*** GIVEN DATA

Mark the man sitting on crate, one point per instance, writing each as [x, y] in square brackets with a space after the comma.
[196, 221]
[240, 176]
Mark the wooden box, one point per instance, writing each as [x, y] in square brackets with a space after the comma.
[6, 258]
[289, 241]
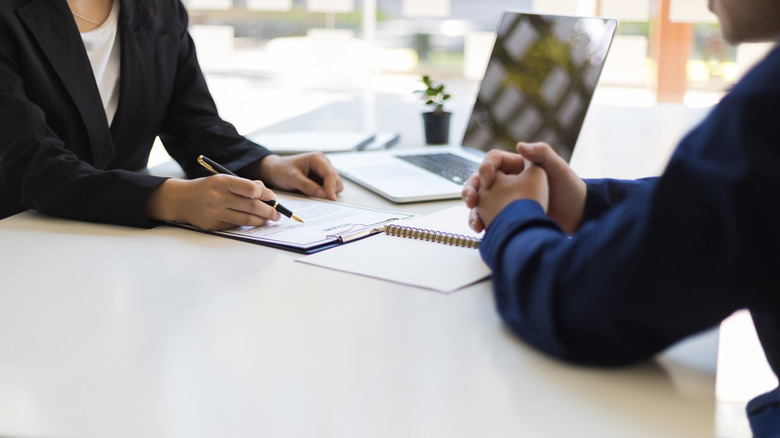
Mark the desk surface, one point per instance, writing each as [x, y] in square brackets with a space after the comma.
[121, 332]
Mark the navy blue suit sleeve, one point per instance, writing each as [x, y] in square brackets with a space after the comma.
[662, 259]
[673, 257]
[603, 194]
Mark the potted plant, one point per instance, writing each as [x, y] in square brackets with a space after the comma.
[437, 121]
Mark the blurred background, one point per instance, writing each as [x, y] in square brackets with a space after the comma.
[269, 60]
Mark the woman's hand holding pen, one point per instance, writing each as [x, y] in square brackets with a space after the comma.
[565, 201]
[310, 174]
[213, 203]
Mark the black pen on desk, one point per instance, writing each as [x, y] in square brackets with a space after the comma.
[216, 168]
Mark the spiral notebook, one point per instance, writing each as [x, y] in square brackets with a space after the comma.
[437, 252]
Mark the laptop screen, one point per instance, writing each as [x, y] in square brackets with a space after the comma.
[539, 81]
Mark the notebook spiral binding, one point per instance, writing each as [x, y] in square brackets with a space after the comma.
[432, 236]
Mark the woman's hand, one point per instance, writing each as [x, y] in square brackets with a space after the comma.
[212, 203]
[311, 174]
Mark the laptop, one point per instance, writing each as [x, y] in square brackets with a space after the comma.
[537, 86]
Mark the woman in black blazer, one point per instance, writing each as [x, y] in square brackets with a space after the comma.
[60, 155]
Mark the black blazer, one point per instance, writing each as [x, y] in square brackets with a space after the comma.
[57, 152]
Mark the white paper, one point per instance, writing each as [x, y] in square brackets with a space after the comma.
[324, 222]
[429, 265]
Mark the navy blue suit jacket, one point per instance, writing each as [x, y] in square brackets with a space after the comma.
[57, 152]
[658, 259]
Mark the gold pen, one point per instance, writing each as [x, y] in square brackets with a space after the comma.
[216, 168]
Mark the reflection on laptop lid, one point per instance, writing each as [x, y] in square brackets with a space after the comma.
[537, 87]
[539, 81]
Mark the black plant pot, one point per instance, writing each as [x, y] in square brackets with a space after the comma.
[437, 127]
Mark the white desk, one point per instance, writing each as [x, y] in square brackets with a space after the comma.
[116, 332]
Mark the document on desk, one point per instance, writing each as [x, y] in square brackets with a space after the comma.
[326, 224]
[420, 263]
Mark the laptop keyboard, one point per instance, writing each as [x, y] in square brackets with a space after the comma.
[450, 166]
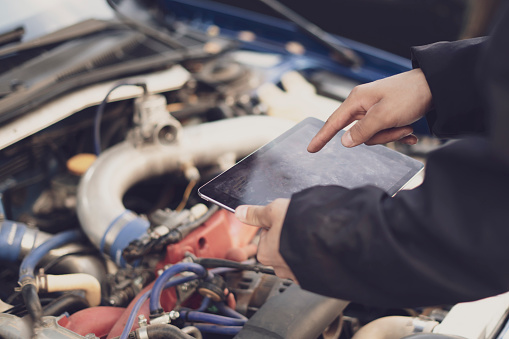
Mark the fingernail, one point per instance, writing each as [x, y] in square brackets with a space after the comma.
[241, 213]
[346, 140]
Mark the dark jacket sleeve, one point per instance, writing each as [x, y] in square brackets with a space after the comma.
[441, 243]
[451, 69]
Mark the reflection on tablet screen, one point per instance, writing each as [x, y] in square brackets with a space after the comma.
[284, 167]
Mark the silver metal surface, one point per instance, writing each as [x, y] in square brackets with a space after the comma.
[76, 101]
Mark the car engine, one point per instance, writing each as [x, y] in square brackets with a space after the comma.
[110, 123]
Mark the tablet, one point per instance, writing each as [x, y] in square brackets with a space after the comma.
[284, 166]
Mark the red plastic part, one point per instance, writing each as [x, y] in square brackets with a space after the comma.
[98, 320]
[214, 239]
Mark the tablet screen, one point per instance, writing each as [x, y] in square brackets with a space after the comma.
[284, 166]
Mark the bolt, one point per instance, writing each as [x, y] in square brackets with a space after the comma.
[174, 315]
[142, 321]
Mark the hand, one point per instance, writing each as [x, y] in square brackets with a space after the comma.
[384, 110]
[270, 218]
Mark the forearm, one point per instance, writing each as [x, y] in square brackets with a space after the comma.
[431, 245]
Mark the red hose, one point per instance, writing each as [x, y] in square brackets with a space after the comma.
[98, 320]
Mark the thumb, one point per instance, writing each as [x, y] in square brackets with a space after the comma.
[365, 128]
[252, 215]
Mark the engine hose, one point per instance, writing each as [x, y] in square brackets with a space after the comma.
[155, 304]
[17, 239]
[161, 331]
[193, 316]
[229, 312]
[69, 303]
[184, 230]
[32, 302]
[225, 330]
[102, 214]
[26, 270]
[143, 298]
[204, 304]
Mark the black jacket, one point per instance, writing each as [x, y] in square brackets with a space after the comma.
[447, 240]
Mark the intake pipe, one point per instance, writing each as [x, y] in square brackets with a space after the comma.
[103, 217]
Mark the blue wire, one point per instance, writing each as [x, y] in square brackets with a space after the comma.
[100, 111]
[193, 316]
[204, 305]
[155, 303]
[143, 298]
[226, 330]
[229, 312]
[29, 263]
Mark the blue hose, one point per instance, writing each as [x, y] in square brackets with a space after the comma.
[155, 304]
[229, 312]
[204, 304]
[193, 316]
[225, 330]
[28, 264]
[100, 111]
[141, 300]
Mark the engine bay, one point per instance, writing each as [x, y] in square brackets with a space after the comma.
[109, 126]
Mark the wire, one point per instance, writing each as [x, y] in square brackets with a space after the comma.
[226, 330]
[187, 193]
[229, 312]
[29, 263]
[193, 316]
[346, 56]
[155, 304]
[100, 111]
[143, 298]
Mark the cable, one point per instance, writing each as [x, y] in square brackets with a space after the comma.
[226, 330]
[228, 311]
[100, 111]
[29, 263]
[143, 298]
[204, 304]
[346, 56]
[212, 262]
[155, 304]
[164, 331]
[193, 316]
[187, 193]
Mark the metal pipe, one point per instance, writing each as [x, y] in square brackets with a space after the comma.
[394, 327]
[104, 219]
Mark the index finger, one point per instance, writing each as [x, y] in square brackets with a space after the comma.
[253, 215]
[342, 117]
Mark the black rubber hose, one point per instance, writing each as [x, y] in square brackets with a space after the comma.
[66, 303]
[32, 302]
[164, 331]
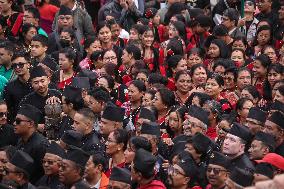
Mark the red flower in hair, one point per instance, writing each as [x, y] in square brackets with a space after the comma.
[225, 107]
[170, 52]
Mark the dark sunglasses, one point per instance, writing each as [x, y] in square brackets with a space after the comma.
[2, 114]
[18, 65]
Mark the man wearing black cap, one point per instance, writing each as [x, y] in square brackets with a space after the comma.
[42, 94]
[274, 125]
[197, 121]
[217, 171]
[112, 119]
[182, 173]
[120, 178]
[234, 147]
[17, 89]
[31, 141]
[262, 144]
[19, 170]
[142, 170]
[51, 163]
[97, 100]
[255, 120]
[72, 168]
[83, 123]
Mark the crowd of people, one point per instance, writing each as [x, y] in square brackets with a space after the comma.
[134, 94]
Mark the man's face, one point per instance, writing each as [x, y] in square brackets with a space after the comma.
[65, 21]
[177, 177]
[3, 114]
[106, 127]
[40, 85]
[29, 18]
[37, 49]
[256, 150]
[51, 164]
[68, 172]
[5, 57]
[232, 145]
[20, 66]
[216, 175]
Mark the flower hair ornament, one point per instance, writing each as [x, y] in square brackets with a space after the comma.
[170, 52]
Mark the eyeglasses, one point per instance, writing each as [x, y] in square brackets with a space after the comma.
[18, 65]
[216, 171]
[2, 114]
[18, 121]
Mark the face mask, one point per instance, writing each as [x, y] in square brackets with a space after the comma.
[64, 43]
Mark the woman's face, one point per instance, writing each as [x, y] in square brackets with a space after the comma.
[148, 38]
[105, 35]
[229, 80]
[263, 37]
[174, 122]
[181, 66]
[259, 69]
[183, 84]
[212, 88]
[213, 51]
[238, 56]
[95, 46]
[64, 62]
[134, 94]
[245, 109]
[270, 52]
[110, 56]
[29, 35]
[238, 45]
[173, 32]
[199, 76]
[194, 59]
[273, 77]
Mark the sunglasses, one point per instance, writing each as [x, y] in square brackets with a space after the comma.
[18, 65]
[2, 114]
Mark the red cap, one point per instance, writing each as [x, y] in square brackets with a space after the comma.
[273, 159]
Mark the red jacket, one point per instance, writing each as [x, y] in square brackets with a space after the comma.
[155, 184]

******

# [WHAT YOU ARE ASKED TO DO]
Can you scale everything from the line containing "Mark the sunglasses, one" down to the last of the rows, multiplying each coordinate by 0.95 and rounding to whole numbers with halves going up? Write all of those lines out again, keeping the wording lines as they are.

# [OUTPUT FOR THIS TASK]
Mark the sunglasses, one point per instance, writing each as [x, y] in square brackets with a space after the comma.
[17, 62]
[2, 108]
Mark the red cap, one point per instance, writing each as [x, y] in square brackets with a space after the comma.
[259, 151]
Mark the red jacket, one point per instance, writing each as [x, y] in square brackets with a space after the comma.
[147, 175]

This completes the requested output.